##### Data for this task
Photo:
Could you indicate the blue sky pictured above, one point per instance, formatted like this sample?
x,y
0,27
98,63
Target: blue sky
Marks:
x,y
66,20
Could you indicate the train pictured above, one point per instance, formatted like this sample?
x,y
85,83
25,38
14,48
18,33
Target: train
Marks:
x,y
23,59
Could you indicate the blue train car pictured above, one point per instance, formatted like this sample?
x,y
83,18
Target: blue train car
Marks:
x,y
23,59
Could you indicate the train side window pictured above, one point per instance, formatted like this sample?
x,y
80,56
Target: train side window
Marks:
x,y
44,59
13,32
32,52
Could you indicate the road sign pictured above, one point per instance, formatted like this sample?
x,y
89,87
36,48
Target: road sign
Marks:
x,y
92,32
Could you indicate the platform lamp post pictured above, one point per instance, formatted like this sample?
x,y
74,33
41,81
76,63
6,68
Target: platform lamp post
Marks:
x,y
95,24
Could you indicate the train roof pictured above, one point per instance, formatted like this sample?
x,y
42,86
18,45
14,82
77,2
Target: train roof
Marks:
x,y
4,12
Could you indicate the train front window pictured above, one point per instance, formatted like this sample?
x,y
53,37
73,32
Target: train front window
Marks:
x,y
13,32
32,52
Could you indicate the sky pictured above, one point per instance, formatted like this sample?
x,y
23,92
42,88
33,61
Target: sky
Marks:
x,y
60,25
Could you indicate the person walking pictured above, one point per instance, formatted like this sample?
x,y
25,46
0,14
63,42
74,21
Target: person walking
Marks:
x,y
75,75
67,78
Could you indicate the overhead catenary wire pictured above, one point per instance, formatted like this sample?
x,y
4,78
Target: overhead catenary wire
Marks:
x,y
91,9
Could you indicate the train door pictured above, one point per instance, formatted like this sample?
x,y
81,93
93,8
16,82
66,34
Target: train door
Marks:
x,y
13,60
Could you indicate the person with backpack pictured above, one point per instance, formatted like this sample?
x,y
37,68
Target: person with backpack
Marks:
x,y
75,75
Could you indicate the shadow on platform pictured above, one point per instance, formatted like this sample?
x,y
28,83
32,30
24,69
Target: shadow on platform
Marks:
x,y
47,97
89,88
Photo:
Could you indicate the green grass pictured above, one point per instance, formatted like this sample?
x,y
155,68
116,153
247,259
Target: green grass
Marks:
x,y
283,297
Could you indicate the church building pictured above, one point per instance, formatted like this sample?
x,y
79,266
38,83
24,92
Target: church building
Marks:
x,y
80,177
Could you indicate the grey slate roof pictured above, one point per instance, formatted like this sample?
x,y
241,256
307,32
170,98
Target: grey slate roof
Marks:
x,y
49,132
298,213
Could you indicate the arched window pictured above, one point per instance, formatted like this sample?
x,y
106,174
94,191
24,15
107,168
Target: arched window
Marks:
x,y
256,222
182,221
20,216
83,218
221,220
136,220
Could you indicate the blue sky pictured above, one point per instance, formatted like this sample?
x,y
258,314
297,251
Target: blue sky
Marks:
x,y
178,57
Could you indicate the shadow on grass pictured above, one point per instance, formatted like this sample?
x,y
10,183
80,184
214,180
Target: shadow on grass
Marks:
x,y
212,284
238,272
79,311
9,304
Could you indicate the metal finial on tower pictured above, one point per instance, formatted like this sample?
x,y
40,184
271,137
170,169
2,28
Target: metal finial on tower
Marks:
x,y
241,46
##########
Within this listing, how many lines hold "tower"? Give the number alone.

Result. 2